**Vorliegender Text:**
Neben der Erhöhung der Entwicklungshilfe will die G 8 einigen Staaten einen hundertprozentigen Schuldenerlass gewähren. Dies geschieht im Rahmen der Initiative zugunsten der am stärksten verschuldeten armen Länder (PPTE). Dieser vollständige Schuldenerlass käme jedoch nur 18 der 62 Länder zugute, die von der UNO im Rahmen der Millenniumsziele für die Entwicklung (OMD) zu den ärmsten Ländern gezählt wurden. Zudem würde er sich über einen Zeitraum von vierzig Jahren erstrecken. Der tatsächliche Wert des Schuldenerlasses beläuft sich damit, nach Berechnungen von Eurodad (dem Dachverband europäischer Organisationen, die sich im Kampf gegen die Armut engagieren) auf nur 17 statt 40 Milliarden Dollar.8 Zudem wird für jeden Dollar erlassener Schulden ein Dollar weniger Hilfe gezahlt. Der Beschluss der G 8 erscheint daher, gemessen an den Millenniumszielen, nur als ein Tropfen auf den heißen Stein.9
Die wichtigste Voraussetzung für den Schuldenerlass ist jedoch, dass die Liberalisierung und die Privatisierung noch intensiver betrieben werden. Der größte Teil der Mittel für die Entwicklungshilfe kommt vom Privatsektor – daher auch die starke Betonung von Good Governance. Damit sollen günstige Bedingungen für die ausländischen Investitionen geschaffen werden. Die G 8 machen sich eine der Empfehlungen der Blair-Kommission zu Eigen und betonen, dass „Privatunternehmen der wichtigste Motor für Wachstum und Entwicklung sind“. Es fällt also kein Wort über die Rolle des Staates bei der Umverteilung des Reichtums, bei der Sicherung des Zugangs zu Basisgütern und -dienstleistungen wie Wasser oder Elektrizität oder im Kampf gegen die Ungleichheit.

**Gegebene Informationen:**
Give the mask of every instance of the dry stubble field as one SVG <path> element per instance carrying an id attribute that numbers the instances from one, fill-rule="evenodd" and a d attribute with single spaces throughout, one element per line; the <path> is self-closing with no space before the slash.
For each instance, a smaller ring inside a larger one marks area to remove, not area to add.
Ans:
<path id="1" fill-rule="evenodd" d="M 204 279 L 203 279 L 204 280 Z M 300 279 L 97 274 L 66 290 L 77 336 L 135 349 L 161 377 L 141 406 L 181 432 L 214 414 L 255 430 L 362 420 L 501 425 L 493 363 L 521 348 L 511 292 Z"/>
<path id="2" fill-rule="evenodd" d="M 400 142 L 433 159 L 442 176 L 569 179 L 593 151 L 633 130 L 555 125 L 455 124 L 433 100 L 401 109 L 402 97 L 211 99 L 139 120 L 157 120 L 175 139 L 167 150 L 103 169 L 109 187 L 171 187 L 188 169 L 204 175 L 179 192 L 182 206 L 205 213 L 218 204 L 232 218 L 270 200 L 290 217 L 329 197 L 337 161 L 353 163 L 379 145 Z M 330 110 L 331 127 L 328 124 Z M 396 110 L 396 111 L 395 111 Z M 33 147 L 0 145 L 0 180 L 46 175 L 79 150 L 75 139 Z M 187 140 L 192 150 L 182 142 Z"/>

**Aufgaben:**
A - Fasse den Text zum Schuldenerlass der G 8 in zwei Sätzen zusammen.
B - Schreibe den Text zum Schuldenerlass der G 8 im Anschluss an seinen letzten Satz weiter.
Das Material stammt aus einer anderen Quelle.

**Lösungen:**
A - Die G 8 wollen im Rahmen der PPTE-Initiative einen vollständigen Schuldenerlass gewähren, der aber nur 18 der 62 ärmsten Länder zugutekäme und sich über vierzig Jahre erstrecken würde, sodass sein tatsächlicher Wert nach Berechnungen von Eurodad nur 17 statt 40 Milliarden Dollar beträgt; zudem wird für jeden erlassenen Dollar ein Dollar weniger Hilfe gezahlt. Wichtigste Voraussetzung für den Erlass ist eine noch intensivere Liberalisierung und Privatisierung, wobei die G 8 Privatunternehmen als wichtigsten Motor für Wachstum und Entwicklung bezeichnen und die Rolle des Staates bei der Umverteilung des Reichtums nicht erwähnen.

B -
Die afrikanischen Länder müssen also ihre Handelspolitik noch stärker liberalisieren, indem sie sich auf die G 8, die Weltbank und den IWF stützen, um „die physische, humane und institutionelle Kapazität zu schaffen, die für den Handel erforderlich ist“. Das sind dieselben Rezepte, die seit einem Vierteljahrhundert von den internationalen Organisationen und den Kreditgebern verordnet werden und die in der Vergangenheit, laut Aussage der Organisation Christian Aid, extrem hohe soziale und wirtschaftliche Kosten – wie Verlust von Arbeitsplätzen und Ruin kleiner Unternehmen – zur Folge hatten. Demnach habe die Liberalisierung des Handels für die afrikanischen Länder seit 1985 Verluste in Höhe von 270 Milliarden Dollar verursacht.
Die G 8 hüten sich, das Thema Agrarsubventionen in den reichen Ländern anzuschneiden, obwohl gerade die Agrarsubventionen zumindest teilweise für die Armut in den afrikanischen Ländern verantwortlich sind. So führten etwa die umfangreichen Subventionen der USA für die 25 000 amerikanischen Baumwollproduzenten dazu, dass die Weltmarktpreise für Baumwolle um 25 Prozent sanken. Für Benin, Burkina Faso und Mali – die zu den am wenigsten entwickelten Ländern Afrikas gehören – bedeutete dies einen Ausfall von rund 300 Millionen Dollar an Exporteinnahmen. Die Blair-Kommission behauptet jedoch, dass sich durch eine Erhöhung der afrikanischen Exporte um 1 Prozent deren Gesamtwert auf jährlich 70 Milliarden steigern ließe. Diese Summe entspräche dem Vierfachen des Gesamtumfangs der westlichen staatlichen Entwicklungshilfe.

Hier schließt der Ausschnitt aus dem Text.